> _EXCERPTED PASSAGE_:
☆ ☆ ☆

If you have become less active due to your painful or unpleasant symptoms, physical therapy may also be recommended. Cervical spine exercises through physical therapy can help prevent pain from getting worse, which may result if your muscles weaken.

Cervical spinal stenosis exercises and stretches can also help maintain the flexibility and stability of the spine. However, you should be aware that physical therapy neck exercises and stretches won't work for everyone who has cervical stenosis.


People who have cervical stenosis with myelopathy will likely not benefit from physical therapy exercises on their own; they'll likely need spinal decompression, instead. Talk to your doctor or physical therapist to see if doing cervical spine exercises in physical therapy can help reduce or relieve some of your symptoms.

Cervical Stenosis Stretches

If your cervical stenosis symptoms are causing you serious pain or discomfort, your doctor or physical therapist will first recommend rest. Then, depending on your posture, range of motion and symptoms, he or she might recommend certain cervical stenosis stretches.

☆ ☆ ☆

> _EXERCISE DATA_:
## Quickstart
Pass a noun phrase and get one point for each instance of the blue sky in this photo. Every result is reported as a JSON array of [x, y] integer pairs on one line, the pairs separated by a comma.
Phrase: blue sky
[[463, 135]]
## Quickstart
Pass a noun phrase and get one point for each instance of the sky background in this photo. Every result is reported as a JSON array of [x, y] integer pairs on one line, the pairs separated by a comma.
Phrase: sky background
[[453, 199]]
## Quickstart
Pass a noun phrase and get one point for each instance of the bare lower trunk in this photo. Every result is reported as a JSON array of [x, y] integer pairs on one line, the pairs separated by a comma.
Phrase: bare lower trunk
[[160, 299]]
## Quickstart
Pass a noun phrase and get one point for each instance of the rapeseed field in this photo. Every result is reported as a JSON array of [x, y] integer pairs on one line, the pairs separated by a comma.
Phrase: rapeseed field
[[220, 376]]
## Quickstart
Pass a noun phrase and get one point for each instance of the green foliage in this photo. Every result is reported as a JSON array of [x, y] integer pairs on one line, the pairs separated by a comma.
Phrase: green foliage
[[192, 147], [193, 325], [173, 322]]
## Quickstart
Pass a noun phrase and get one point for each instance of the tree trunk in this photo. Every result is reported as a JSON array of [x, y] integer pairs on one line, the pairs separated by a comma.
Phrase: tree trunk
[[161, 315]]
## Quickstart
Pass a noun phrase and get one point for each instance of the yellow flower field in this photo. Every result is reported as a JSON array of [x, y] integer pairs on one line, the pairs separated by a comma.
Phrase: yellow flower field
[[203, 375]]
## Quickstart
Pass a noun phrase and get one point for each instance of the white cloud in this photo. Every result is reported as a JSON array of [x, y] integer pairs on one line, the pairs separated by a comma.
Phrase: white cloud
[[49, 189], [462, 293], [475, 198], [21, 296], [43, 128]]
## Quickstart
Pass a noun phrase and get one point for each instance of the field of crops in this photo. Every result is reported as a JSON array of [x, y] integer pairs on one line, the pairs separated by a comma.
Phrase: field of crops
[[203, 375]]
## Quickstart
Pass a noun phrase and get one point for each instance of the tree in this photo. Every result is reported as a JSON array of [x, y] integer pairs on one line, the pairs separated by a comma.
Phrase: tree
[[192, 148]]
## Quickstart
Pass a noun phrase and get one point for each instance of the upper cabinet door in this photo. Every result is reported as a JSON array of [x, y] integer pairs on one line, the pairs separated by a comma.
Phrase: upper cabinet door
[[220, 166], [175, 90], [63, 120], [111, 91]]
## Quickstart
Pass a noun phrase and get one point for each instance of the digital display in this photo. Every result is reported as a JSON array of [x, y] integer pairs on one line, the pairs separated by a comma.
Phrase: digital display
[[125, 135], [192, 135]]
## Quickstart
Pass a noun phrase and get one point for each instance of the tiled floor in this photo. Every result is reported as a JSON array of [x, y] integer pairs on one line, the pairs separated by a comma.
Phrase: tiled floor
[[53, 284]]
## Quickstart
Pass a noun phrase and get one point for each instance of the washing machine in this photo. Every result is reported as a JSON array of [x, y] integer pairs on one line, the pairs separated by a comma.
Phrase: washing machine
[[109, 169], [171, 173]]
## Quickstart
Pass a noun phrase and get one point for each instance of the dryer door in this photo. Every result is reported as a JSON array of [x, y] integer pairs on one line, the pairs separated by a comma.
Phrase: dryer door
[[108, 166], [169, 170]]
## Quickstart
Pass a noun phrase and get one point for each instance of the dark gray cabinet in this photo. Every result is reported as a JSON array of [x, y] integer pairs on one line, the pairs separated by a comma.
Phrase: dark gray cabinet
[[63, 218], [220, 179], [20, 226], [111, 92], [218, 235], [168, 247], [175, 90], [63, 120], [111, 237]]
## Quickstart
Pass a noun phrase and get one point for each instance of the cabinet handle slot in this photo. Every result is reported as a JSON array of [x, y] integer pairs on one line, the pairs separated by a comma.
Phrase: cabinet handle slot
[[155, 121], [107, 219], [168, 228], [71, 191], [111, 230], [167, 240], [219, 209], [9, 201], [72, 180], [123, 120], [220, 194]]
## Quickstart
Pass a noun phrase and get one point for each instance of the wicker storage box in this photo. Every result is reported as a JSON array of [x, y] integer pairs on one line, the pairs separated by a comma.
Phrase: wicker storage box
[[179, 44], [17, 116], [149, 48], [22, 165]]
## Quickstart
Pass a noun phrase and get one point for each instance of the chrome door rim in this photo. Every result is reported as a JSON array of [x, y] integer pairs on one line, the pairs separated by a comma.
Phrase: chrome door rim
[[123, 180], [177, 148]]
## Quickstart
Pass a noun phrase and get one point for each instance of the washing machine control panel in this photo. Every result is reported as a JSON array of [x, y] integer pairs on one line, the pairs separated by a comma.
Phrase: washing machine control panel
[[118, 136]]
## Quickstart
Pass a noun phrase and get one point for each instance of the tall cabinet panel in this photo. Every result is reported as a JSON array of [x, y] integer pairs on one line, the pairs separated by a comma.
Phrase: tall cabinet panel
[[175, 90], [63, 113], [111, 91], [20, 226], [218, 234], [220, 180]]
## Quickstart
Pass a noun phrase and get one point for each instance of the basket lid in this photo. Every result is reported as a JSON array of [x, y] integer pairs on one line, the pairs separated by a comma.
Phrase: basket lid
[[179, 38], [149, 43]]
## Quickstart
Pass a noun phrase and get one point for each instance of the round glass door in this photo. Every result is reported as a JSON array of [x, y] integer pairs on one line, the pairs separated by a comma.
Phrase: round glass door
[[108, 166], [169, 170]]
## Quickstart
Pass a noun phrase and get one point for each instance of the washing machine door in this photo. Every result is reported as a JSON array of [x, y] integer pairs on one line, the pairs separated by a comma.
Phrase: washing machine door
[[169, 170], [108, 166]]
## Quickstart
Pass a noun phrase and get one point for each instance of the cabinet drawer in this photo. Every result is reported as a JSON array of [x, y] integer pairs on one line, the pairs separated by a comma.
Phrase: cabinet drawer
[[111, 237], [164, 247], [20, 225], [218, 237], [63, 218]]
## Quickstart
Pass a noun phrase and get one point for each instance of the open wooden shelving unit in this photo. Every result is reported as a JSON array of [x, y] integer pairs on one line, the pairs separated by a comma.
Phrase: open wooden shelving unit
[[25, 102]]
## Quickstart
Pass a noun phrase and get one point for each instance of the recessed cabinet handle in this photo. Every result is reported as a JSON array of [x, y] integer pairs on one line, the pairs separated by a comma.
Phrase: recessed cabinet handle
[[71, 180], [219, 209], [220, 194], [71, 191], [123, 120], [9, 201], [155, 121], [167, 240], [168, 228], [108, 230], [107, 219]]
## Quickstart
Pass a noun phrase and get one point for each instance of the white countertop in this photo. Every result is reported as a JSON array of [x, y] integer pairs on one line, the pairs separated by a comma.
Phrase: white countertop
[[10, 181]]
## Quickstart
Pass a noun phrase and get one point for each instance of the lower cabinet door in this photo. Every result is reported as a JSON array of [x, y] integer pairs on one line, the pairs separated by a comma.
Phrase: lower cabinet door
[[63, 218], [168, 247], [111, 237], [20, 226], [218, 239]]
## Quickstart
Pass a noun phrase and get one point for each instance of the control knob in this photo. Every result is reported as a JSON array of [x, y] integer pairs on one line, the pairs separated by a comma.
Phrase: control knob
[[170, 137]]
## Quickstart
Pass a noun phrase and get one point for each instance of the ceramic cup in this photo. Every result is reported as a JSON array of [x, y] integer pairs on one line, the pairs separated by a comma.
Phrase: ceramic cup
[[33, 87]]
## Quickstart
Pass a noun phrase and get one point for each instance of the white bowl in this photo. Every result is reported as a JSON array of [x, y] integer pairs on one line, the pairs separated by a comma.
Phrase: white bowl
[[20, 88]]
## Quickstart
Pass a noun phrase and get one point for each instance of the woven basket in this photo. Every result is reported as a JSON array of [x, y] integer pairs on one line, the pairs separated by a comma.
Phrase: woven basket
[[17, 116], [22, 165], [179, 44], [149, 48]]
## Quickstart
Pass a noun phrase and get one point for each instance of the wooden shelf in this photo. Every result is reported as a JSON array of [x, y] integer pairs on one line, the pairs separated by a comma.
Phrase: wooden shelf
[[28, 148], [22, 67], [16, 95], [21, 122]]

☆ ☆ ☆

> _REQUIRED ACTION A_:
Say whether each statement agrees with the cervical stenosis passage. For each, answer yes or no and quote the words of the passage that decide it.
(i) Physical therapy neck exercises and stretches work for everyone who has cervical stenosis.
(ii) When cervical stenosis symptoms cause serious pain, rest is the first thing recommended.
(iii) People with cervical stenosis and myelopathy will likely need spinal decompression.
> _REQUIRED ACTION B_: Write the next part of the cervical stenosis passage, picking up after its final sentence.

> _REPLY A_:
(i) No: "physical therapy neck exercises and stretches won't work for everyone who has cervical stenosis."
(ii) Yes: "your doctor or physical therapist will first recommend rest."
(iii) Yes: "they'll likely need spinal decompression, instead."

> _REPLY B_:
These exercises, recommended by the North American Spine Society, can help improve range of motion and flexibility.

Move 1: Supine Retraction

  1. Lie down so that you're on your back. 
  2. Place your fingers on your chin. 
  3. Push your fingers downward, so that your chin moves down toward your chest. 
  4. Hold this position for one or two seconds. You should feel a stretch in the back of your neck. 
  5. Repeat the stretch 10 times. 


Stop immediately if you experience any pain as a result of doing this exercise.

Move 2: Sitting or Standing Neck Retraction

  1. Stand up straight or sit down in a chair, keeping your back straight. 
  2. Place your fingers on your chin. 
  3. Push your fingers downward, so that your chin moves down toward your chest. Don't let your neck bend backward; your face should remain facing forward.  
  4. Hold this position for one or two seconds. You should feel a stretch in the back of your neck. 
  5. Repeat this stretch 10 times.


If this exercise helps your pain, feel free to repeat it three or four times a day.

Don't stop once the pain is gone, though — you should continue doing cervical stenosis stretches several times a day for another two weeks to help prevent the pain from returning.

Cervical Spinal Stenosis Exercises

According to a Brigham Health Hub article featuring Dr. Yi Lu, MD, PhD, who is a spine surgeon and the Director of Neurosurgical Trauma at Brigham and Women's Hospital, core-strengthening exercises can also help manage spinal stenosis symptoms. They can take the pressure off the spine by strengthening the muscles that support your back.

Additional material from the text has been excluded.